Task to carry out: Starting with the line with "Task: mark the shadow" and going on through the line with "[[114, 349]]", write those lines out again, switching "yellow pollen" to "golden pollen" and leaving everything else unchanged.

Records provided:
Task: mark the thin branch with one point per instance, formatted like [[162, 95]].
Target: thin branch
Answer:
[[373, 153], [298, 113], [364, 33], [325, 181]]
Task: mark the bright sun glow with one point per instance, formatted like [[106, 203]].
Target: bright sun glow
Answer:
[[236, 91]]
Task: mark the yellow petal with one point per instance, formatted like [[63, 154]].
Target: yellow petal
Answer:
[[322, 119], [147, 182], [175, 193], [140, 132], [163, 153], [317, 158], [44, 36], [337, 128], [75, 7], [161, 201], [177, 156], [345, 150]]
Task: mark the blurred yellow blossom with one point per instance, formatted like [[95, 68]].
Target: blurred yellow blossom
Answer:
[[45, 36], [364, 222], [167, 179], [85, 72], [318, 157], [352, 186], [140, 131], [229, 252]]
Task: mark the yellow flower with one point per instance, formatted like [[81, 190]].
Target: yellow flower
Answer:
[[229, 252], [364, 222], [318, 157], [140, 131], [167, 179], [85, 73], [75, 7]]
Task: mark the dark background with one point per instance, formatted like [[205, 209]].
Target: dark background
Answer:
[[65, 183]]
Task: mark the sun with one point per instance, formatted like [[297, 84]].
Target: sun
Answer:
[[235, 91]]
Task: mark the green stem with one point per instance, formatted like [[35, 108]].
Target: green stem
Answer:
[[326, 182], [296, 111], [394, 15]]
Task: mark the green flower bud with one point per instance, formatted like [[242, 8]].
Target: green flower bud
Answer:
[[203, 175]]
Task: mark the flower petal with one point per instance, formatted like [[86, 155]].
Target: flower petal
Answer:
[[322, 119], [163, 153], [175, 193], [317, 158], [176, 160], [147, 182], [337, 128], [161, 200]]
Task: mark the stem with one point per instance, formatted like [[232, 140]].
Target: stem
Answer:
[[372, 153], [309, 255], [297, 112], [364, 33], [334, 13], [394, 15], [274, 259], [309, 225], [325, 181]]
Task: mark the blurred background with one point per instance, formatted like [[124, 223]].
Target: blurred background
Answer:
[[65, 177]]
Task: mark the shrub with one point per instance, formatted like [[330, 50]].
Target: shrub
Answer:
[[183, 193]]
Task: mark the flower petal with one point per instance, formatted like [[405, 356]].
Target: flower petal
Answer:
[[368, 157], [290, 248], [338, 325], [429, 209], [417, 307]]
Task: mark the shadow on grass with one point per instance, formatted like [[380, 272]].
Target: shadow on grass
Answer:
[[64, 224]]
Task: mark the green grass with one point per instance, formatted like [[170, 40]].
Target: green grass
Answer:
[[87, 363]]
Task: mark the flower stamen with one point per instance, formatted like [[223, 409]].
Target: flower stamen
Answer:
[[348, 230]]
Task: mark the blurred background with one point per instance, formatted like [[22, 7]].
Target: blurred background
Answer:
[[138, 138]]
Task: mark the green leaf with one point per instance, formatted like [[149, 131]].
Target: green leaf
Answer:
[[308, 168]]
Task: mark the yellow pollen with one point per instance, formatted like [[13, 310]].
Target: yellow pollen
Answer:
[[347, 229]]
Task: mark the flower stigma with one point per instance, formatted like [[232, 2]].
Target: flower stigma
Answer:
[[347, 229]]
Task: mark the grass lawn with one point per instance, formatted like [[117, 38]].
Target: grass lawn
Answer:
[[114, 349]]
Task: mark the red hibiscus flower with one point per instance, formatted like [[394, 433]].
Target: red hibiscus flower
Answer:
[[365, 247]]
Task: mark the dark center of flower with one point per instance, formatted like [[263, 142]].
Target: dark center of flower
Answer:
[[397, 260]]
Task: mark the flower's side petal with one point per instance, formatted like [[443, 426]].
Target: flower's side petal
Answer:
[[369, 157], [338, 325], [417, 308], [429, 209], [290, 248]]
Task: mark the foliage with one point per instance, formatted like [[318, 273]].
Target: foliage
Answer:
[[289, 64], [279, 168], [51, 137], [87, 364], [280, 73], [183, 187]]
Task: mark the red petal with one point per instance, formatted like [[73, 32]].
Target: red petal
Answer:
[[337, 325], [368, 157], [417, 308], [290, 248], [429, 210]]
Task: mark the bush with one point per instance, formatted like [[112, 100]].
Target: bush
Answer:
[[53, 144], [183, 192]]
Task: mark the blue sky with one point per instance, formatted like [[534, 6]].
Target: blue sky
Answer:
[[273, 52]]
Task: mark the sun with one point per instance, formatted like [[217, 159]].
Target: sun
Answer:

Full response:
Task: mark the shadow on grass with one point per instance, formatted like [[380, 272]].
Target: shadow on grass
Answer:
[[64, 224]]
Task: mark the green grass with one point per instance, formatted like [[170, 40]].
Target: green grass
Answer:
[[87, 363]]
Task: mark the flower stamen with one point per instance, formatted like [[223, 409]].
Target: flower stamen
Answer:
[[348, 230]]
Task: mark the blurred background with one point per instance, formatted like [[22, 7]].
Target: blurred background
Answer:
[[138, 138]]
Task: mark the green leaf with one point per instance, formatted like [[149, 131]].
Target: green leaf
Answer:
[[308, 168]]
Task: mark the golden pollen with one point per instance, formatted like [[13, 310]].
Target: golden pollen
Answer:
[[347, 229]]
Task: mark the flower stigma with one point per instance, formatted like [[232, 2]].
Target: flower stigma
Answer:
[[347, 229]]
Task: mark the grass lawn with one point per instance, formatted like [[117, 38]].
Target: grass lawn
Answer:
[[114, 349]]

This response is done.